Your task is to retype each line of the data below exactly.

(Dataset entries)
○ ○ ○ ○ ○

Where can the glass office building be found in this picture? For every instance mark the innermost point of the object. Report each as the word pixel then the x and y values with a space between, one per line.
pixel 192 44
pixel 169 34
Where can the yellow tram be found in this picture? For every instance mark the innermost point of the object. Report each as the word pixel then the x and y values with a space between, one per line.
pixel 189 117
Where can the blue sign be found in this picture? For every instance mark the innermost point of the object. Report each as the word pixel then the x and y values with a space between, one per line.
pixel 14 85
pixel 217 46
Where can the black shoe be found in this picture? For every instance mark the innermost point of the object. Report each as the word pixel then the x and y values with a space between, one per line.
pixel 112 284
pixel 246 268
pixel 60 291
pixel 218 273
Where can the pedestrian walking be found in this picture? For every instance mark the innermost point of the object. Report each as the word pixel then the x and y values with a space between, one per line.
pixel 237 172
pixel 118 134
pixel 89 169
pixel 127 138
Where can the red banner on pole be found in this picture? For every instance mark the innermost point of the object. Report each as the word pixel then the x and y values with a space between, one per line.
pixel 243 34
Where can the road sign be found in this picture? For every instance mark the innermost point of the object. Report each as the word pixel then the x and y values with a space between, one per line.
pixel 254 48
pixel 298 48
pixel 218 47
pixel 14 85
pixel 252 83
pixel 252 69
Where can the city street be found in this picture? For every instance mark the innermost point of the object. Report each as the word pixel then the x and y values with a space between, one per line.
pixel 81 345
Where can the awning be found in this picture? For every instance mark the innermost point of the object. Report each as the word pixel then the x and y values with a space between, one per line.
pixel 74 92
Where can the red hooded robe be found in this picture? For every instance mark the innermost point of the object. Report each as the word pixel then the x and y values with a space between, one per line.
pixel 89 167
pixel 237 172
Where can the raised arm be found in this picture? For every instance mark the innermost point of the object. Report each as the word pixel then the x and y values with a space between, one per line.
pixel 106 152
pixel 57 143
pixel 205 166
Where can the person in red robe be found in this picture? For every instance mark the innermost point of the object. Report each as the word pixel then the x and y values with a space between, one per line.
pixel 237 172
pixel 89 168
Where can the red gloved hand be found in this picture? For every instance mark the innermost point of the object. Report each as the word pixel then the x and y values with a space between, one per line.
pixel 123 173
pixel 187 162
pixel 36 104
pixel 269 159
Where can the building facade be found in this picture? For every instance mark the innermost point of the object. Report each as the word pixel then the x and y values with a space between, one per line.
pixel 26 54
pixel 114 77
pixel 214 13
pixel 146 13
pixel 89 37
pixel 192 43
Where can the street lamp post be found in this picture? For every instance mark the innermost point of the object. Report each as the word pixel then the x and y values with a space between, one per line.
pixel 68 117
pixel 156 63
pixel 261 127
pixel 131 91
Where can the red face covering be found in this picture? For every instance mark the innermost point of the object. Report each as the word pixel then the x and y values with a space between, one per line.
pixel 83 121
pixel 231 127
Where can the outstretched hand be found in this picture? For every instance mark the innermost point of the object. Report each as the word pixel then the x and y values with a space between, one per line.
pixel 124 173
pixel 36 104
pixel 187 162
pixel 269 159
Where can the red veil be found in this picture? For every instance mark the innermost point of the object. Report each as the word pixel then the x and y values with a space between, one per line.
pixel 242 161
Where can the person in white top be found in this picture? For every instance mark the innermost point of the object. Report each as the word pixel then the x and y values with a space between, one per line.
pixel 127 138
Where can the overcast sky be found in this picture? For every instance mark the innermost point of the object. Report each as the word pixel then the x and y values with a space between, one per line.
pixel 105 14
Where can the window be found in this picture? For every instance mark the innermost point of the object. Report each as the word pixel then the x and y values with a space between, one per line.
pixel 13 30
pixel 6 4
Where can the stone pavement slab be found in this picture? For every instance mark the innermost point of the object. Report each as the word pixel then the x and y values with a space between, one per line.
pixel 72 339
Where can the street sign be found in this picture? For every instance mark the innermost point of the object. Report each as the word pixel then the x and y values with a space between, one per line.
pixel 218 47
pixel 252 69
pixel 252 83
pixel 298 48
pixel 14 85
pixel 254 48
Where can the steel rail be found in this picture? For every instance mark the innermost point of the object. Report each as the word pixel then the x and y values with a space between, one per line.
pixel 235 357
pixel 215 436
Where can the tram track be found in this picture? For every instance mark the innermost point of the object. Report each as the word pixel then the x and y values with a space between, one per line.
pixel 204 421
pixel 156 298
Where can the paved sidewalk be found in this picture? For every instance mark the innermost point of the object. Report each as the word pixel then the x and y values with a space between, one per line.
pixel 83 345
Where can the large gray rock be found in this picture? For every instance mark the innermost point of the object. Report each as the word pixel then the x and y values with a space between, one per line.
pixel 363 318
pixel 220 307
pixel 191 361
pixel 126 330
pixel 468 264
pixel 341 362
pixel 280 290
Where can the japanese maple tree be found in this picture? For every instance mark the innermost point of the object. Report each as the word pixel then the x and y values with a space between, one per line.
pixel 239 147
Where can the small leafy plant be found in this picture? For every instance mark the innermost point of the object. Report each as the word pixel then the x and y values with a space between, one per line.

○ ○ ○ ○ ○

» Task output
Where can the glass office building be found in this picture? For every instance mark the innermost point of the object. Report each as the word pixel then the x and y values with a space between, one per line.
pixel 192 44
pixel 169 34
Where can the yellow tram be found in this picture? For every instance mark the innermost point of the object. Report each as the word pixel then the x and y values with a space between, one per line.
pixel 189 117
Where can the blue sign be found in this picture? For every instance mark the innermost point of the object. Report each as the word pixel then the x and y values with a space between, one per line.
pixel 14 85
pixel 217 46
Where can the black shoe be found in this picture? For every instance mark the innermost point of the object. Report each as the word pixel then the x and y values with a space between, one per line.
pixel 112 284
pixel 246 268
pixel 60 291
pixel 218 273
Where can the pedestrian walking be found in this picture? For every instance mark the innermost point of the object. Report each as the word pixel then the x and y values with a space between, one per line.
pixel 237 172
pixel 118 134
pixel 89 169
pixel 127 138
Where can the red banner on pole be found in this picture? For every instance mark the innermost point of the object. Report each as the word pixel then the x and y values with a space between, one per line.
pixel 243 34
Where can the road sign be found in this picture? For every instance mark the innermost point of the object. Report each as the word pixel then the x and y values with a space between, one per line.
pixel 254 48
pixel 298 48
pixel 218 47
pixel 14 85
pixel 252 83
pixel 252 69
Where can the city street be found in this picture? For every instance mark the innermost point of the object. Report each as the word pixel then the x and y values with a space between, one per line.
pixel 81 345
Where can the awning be found in this picture? For every instance mark the innermost point of the object. Report each as the word pixel then the x and y values with a space between, one per line.
pixel 74 92
Where can the red hooded robe be found in this picture? For every instance mark the innermost point of the object. Report each as the word pixel then the x and y values with a space between, one per line.
pixel 89 167
pixel 237 172
Where can the raised arm be found in this picture? For every instance mark the innermost point of the object. Report each as the word pixel then the x and y values with a space between, one per line.
pixel 106 152
pixel 57 143
pixel 205 166
Where can the person in red robe be found in this picture? For every instance mark the innermost point of the object. Report each as the word pixel then the x and y values with a space between, one per line.
pixel 237 172
pixel 89 168
Where can the red gloved hand be found in this picture? For every instance mark the innermost point of the object. Report each as the word pixel then the x and y values with a space between, one per line.
pixel 123 173
pixel 187 162
pixel 36 104
pixel 269 159
Where can the building facade be found in this picture? For every instance mark the innermost point of the object. Report each as the word pixel then the x and y values with a space between, one per line.
pixel 26 54
pixel 114 77
pixel 214 13
pixel 146 13
pixel 89 37
pixel 192 43
Where can the street lamp post be found in this picture? For every instance mark the innermost point of the object. Report each as the word pixel then the x and y values with a space between, one per line.
pixel 68 117
pixel 156 63
pixel 261 127
pixel 131 91
Where can the red face covering be found in this picture? For every instance mark the innermost point of the object. Report each as the word pixel then the x and y values with a space between, one per line.
pixel 83 121
pixel 231 127
Where can the outstretched hand be found in this picture? For every instance mark the innermost point of the object. Report each as the word pixel then the x and y values with a space between, one per line.
pixel 124 173
pixel 36 104
pixel 187 162
pixel 269 159
Where can the red veil be found in this picture? For every instance mark the innermost point of the object. Report each as the word pixel then the x and y values with a space between, one per line.
pixel 242 161
Where can the person in white top be found in this picture? For every instance mark the innermost point of the object. Report each as the word pixel then the x and y values with a space between, one per line.
pixel 127 138
Where can the overcast sky be found in this picture? For every instance mark the innermost point of the object. Report each as the word pixel then the x and y values with a space between, one per line.
pixel 105 14
Where can the window be found in this picture? For every instance mark the innermost point of the object. Report each as the word pixel then the x and y values with a space between, one per line.
pixel 13 30
pixel 6 4
Where can the stone pavement slab be found in this picture? For every instance mark the innermost point of the object. Report each as the word pixel then the x and y values with a space between, one per line.
pixel 72 339
Where can the street sign be found in this picture? For every instance mark the innermost point of the object. Report each as the word pixel then the x and y values with a space between, one per line.
pixel 218 47
pixel 252 69
pixel 252 83
pixel 298 48
pixel 14 85
pixel 254 48
Where can the steel rail be found in this picture? For every instance mark the innermost point of the object. Report each as the word pixel then the x and y values with a space between, one per line.
pixel 235 357
pixel 215 436
Where can the tram track be found in this picture? For every instance mark the innermost point of the object. Report each as the word pixel then the x and y values with a space between, one per line.
pixel 204 421
pixel 156 298
Where can the paved sidewalk be found in this picture? For every instance mark the innermost point of the object. Report each as the word pixel then the x and y values with a space between, one per line.
pixel 83 345
Where can the large gray rock be found in this picture? For every instance mark the innermost point of the object. Report each as the word pixel then the x and y values with a space between, one per line.
pixel 363 318
pixel 220 307
pixel 191 361
pixel 126 330
pixel 468 264
pixel 341 362
pixel 280 290
Where can the japanese maple tree be found in this picture? For every instance mark the innermost point of the object. Report each as the word pixel then the x and y values with a space between, one per line.
pixel 239 147
Where can the small leafy plant be found in this picture? For every instance mark the innermost point of the object. Report each as the word pixel then the x and y values with a space between, one per line.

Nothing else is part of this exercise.